TASK PROMPT ▸ Reproduce each of the following records word for word, keeping every line as it stands.

RECORD EXCERPTS ▸
◆ ◆ ◆ ◆ ◆ ◆ ◆

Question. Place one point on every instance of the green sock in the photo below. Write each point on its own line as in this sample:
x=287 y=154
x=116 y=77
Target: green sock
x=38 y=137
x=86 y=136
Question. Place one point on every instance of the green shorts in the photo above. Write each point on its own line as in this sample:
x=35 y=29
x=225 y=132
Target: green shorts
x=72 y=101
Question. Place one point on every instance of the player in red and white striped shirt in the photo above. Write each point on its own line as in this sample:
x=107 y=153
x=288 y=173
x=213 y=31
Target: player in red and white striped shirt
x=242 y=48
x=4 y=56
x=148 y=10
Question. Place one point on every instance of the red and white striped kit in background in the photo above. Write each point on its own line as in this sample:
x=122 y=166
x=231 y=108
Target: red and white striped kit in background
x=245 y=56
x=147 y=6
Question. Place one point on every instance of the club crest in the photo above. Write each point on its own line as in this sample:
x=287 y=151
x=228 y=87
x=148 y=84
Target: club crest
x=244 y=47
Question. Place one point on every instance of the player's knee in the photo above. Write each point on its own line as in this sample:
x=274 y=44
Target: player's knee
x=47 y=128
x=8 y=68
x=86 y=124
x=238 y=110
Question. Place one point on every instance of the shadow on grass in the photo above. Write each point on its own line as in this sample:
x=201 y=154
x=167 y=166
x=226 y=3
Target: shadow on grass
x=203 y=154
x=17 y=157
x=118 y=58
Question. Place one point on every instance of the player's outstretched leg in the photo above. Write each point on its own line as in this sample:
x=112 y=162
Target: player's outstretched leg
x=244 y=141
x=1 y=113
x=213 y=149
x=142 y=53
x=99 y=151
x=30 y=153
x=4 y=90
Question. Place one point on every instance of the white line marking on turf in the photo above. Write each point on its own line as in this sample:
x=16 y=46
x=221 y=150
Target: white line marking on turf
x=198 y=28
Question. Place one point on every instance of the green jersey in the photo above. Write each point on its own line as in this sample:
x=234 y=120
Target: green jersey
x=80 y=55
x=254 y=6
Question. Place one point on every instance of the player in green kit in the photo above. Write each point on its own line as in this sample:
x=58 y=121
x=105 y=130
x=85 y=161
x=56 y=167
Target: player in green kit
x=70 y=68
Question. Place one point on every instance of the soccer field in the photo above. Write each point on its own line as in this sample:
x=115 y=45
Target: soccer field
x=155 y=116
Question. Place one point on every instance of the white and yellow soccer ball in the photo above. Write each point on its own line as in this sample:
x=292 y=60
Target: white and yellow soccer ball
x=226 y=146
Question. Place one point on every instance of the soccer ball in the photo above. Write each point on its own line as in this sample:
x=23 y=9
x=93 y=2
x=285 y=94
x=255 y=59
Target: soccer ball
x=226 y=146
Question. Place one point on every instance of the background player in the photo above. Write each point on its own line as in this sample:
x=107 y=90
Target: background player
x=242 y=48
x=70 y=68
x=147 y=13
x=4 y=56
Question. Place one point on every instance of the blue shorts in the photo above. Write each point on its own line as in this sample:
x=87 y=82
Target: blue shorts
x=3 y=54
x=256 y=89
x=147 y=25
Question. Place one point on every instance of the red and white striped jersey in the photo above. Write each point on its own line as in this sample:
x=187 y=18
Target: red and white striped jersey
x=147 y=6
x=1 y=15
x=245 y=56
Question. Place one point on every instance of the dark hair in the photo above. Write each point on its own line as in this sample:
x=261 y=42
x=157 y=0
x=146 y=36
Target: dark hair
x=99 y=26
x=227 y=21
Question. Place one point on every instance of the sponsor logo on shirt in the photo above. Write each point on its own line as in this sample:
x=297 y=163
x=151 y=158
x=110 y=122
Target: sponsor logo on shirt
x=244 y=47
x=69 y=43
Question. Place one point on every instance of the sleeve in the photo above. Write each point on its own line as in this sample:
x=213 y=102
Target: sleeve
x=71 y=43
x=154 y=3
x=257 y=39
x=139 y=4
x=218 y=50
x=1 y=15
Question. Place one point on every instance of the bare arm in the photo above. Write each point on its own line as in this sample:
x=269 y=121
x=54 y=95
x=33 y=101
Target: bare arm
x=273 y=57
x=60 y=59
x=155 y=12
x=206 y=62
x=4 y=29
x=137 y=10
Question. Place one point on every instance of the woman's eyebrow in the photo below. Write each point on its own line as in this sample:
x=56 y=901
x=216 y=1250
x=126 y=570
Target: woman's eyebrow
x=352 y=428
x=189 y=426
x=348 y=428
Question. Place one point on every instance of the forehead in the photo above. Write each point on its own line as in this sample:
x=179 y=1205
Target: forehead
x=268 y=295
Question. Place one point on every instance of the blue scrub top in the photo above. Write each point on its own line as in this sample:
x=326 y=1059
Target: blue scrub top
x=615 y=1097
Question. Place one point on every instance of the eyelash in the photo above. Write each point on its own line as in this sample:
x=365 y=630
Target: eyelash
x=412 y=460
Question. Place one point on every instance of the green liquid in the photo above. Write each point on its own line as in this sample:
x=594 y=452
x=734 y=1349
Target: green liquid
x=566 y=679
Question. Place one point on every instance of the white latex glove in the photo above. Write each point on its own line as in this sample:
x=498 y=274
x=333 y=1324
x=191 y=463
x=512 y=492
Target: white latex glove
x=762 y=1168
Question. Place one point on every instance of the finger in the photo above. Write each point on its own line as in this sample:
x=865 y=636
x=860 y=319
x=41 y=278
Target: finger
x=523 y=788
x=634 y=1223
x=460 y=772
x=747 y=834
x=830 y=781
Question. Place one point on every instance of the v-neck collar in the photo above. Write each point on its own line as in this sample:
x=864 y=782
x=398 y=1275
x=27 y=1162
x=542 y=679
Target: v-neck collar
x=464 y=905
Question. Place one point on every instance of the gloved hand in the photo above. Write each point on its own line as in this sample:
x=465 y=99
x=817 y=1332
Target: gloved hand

◆ ◆ ◆ ◆ ◆ ◆ ◆

REPLY ▸
Question. Place one point on every instance of the green sock in the photo below. Write each point on its own line as in this sample:
x=287 y=154
x=116 y=77
Target: green sock
x=38 y=137
x=86 y=136
Question. Place one point on every instance of the green shorts in the photo above. Write each point on its own line as in this sample:
x=35 y=29
x=225 y=132
Target: green shorts
x=72 y=101
Question. Place one point on every instance of the player in red and white striped shirt in the photo above. Write each point on its own line as in this sample:
x=107 y=153
x=288 y=173
x=213 y=31
Target: player in red and white striped shirt
x=242 y=48
x=4 y=56
x=148 y=10
Question. Place one point on every instance of the red and white striped kit in background in the photo above. Write each point on its own line as in this sample:
x=122 y=166
x=231 y=108
Target: red and white striped kit in background
x=245 y=56
x=147 y=6
Question. Place one point on every instance of the club crest in the photo above. Write each point on its own line as in this sample:
x=287 y=151
x=228 y=87
x=148 y=84
Target: club crest
x=244 y=47
Question. Place one point on every instance of the player's knee in the photo above. Write each point on its own line as in this sample:
x=274 y=44
Target: player's knee
x=47 y=128
x=8 y=68
x=86 y=124
x=238 y=110
Question. Place one point on every instance of the shadow on grass in the photo above. Write each point on its own line as in this sample:
x=201 y=154
x=167 y=166
x=226 y=3
Target: shadow on grass
x=203 y=154
x=17 y=157
x=118 y=58
Question. Place one point on every instance of the player's outstretched leg in the photo above. Write each point on its own line as in this sample:
x=112 y=162
Target: player's outstretched leg
x=244 y=141
x=1 y=113
x=213 y=149
x=142 y=53
x=99 y=151
x=30 y=153
x=4 y=90
Question. Place one point on every instance of the white line marking on turf in the photo above. Write each point on its own line as in this sample:
x=16 y=46
x=221 y=150
Target: white line marking on turf
x=198 y=28
Question. Place one point on every instance of the green jersey in the photo above. Write each point on its own line as in this sample:
x=234 y=120
Target: green jersey
x=80 y=55
x=254 y=6
Question. Place one point on every instance of the player in green kit in the photo above. Write each point on its own line as in this sample:
x=58 y=121
x=105 y=130
x=85 y=161
x=56 y=167
Target: player in green kit
x=70 y=68
Question. Place one point on every instance of the soccer field in the photo above. Write each point on its own line as in this sample:
x=115 y=45
Target: soccer field
x=155 y=116
Question. Place one point on every instance of the white and yellow soccer ball in the photo above. Write each point on its own line as in this sample:
x=292 y=60
Target: white and yellow soccer ball
x=226 y=146
Question. Place one point on every instance of the soccer ball in the photo above. Write each point on its own line as in this sample:
x=23 y=9
x=93 y=2
x=285 y=94
x=255 y=59
Target: soccer ball
x=226 y=146
Question. Place one point on every instance of the background player in the photo above. Write each point on its own line as in this sample:
x=107 y=90
Target: background player
x=242 y=48
x=70 y=68
x=147 y=13
x=4 y=56
Question. Place one point on every instance of the blue shorts in the photo above. Write each point on its own line as in this sample:
x=87 y=82
Target: blue shorts
x=3 y=54
x=256 y=89
x=147 y=25
Question. Place one point on every instance of the red and white striped jersey in the photo above. Write each point on its own line as in this sample:
x=187 y=18
Target: red and white striped jersey
x=147 y=6
x=1 y=15
x=245 y=56
Question. Place one point on every instance of the dark hair in the photo above. Write each point on its own line as in this sample:
x=261 y=42
x=157 y=0
x=146 y=36
Target: dark hair
x=99 y=26
x=227 y=21
Question. Place one point on every instance of the sponsor logo on shirt in the photo above. Write each point on its own line as in this sample:
x=297 y=163
x=151 y=158
x=110 y=122
Target: sponsor logo on shirt
x=244 y=47
x=69 y=43
Question. Place one point on every instance of the sleeve in the photo above. Write each point on its own line as in this sample:
x=213 y=102
Target: sleeve
x=71 y=43
x=154 y=3
x=257 y=39
x=139 y=4
x=218 y=50
x=1 y=15
Question. Place one point on every instance of the bare arm in the photo above. Write each point on its own line as in this sample:
x=269 y=121
x=54 y=95
x=33 y=101
Target: bare arm
x=273 y=57
x=60 y=59
x=155 y=12
x=206 y=62
x=4 y=29
x=137 y=10
Question. Place one point on every instance of the woman's eyebrow in the photo below. Write each point on its own line as in this sample:
x=56 y=901
x=216 y=1250
x=126 y=570
Target: woman's eyebrow
x=352 y=428
x=189 y=426
x=348 y=428
Question. Place one point on every instance of the forehead in the photo above. Write each point on its own line as in this sample:
x=179 y=1205
Target: forehead
x=268 y=295
Question. Place one point on every instance of the blue scrub top in the photo above. Write each point on its own line as in this sample:
x=326 y=1059
Target: blue scrub top
x=615 y=1097
Question. Place one point on every instance of the eyelash in the photo above. Write each point on its own line as in this sample:
x=365 y=630
Target: eyelash
x=412 y=460
Question. Place one point on every instance of the green liquid in the photo above. Write each point on its own line as in this sample:
x=594 y=452
x=734 y=1349
Target: green liquid
x=566 y=679
Question. Place one point on every instance of the white latex glove in the photo above. Write each point on its own line as in this sample:
x=498 y=274
x=333 y=1324
x=191 y=463
x=512 y=492
Target: white latex glove
x=762 y=1168
Question. Place one point on every instance of the finger in the photo above. Write each point on its own line as in this sample:
x=865 y=636
x=860 y=319
x=41 y=278
Target: finger
x=523 y=788
x=634 y=1223
x=460 y=772
x=747 y=834
x=830 y=781
Question. Place one point on every instance of the v-neck collar in the photo above. Write each point on its own line as in this sample:
x=864 y=782
x=398 y=1275
x=27 y=1162
x=542 y=679
Target: v-neck collar
x=464 y=905
Question. Place one point on every instance of the gloved hand in the photo above. Write each point on its own line as in this sample:
x=465 y=99
x=817 y=1332
Target: gloved hand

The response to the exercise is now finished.